***** TEXT SEGMENT

Authors: BBC Media Action Nepal's Stakeholder Liaison, Pratibha Tuladhar, originally posted October 12 2017 - On International Day for Disaster Risk Reduction we explore how Sajha Sawal - our TV current affairs show in Nepal – is helping communities displaced by the 2015 earthquakes get the support they need to rebuild safer homes in safer locations. No easy feat.
"My eyes are burning" says Mishri Lama as she prepares dinner in the temporary shelter that has been her family’s home since she was displaced by the devastating earthquake that hit Nepal in 2015.
Today they have a guest: Govinda Raj Pokharel, the Chief Executive Officer (CEO) of Nepal’s National Reconstruction Authority (NRA). "So much smoke. Is it the same every day?" he asks as he squats on the floor to share a meal with his hosts. "It’s the same every day because there is no window," says Mishri’s husband, Kaile Tamang Lama.
The Lama family live in one of the hillside villages of Selang in Sindupalchowk - one of the districts that was, and still is, most affected by the disaster.
Over a modest dinner of boiled maize flour and lentil soup the conversation turns to the difficulty the family – and their neighbours – face in rebuilding safe homes on their own land.
"We are scared of landslides from above the village. It will definitely fall down if there is another earthquake," says Kaile Lama.
After hearing their story, Pokharel promised to inspect the land himself the following day. He was visiting Selang with BBC Media Action to witness the hardships faced by communities who lost their homes in the earthquake. Pokharel spends the night in the Lama’s makeshift home experiencing firsthand the conditions faced by families like the Lamas.

**********
***** RAW DATA

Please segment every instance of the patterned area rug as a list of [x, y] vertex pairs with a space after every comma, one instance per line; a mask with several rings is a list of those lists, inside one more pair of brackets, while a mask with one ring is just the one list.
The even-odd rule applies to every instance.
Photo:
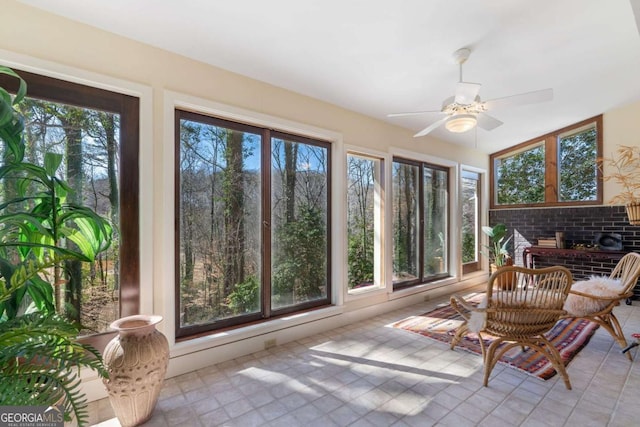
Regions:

**********

TO BE DONE:
**a)** Name every person mentioned by name in the article on Nepal's earthquake recovery.
**b)** According to the article on Nepal's earthquake recovery, why is the Lama family's shelter full of smoke every day?
**c)** Reproduce everything in the article on Nepal's earthquake recovery from "The Lama family" down to "their own land.".

WRITTEN RESPONSES:
**a)**
Pratibha Tuladhar
Mishri Lama
Govinda Raj Pokharel
Kaile Tamang Lama

**b)** The smoke is the same every day because the temporary shelter has no window.

**c)**
The Lama family live in one of the hillside villages of Selang in Sindupalchowk - one of the districts that was, and still is, most affected by the disaster.
Over a modest dinner of boiled maize flour and lentil soup the conversation turns to the difficulty the family – and their neighbours – face in rebuilding safe homes on their own land.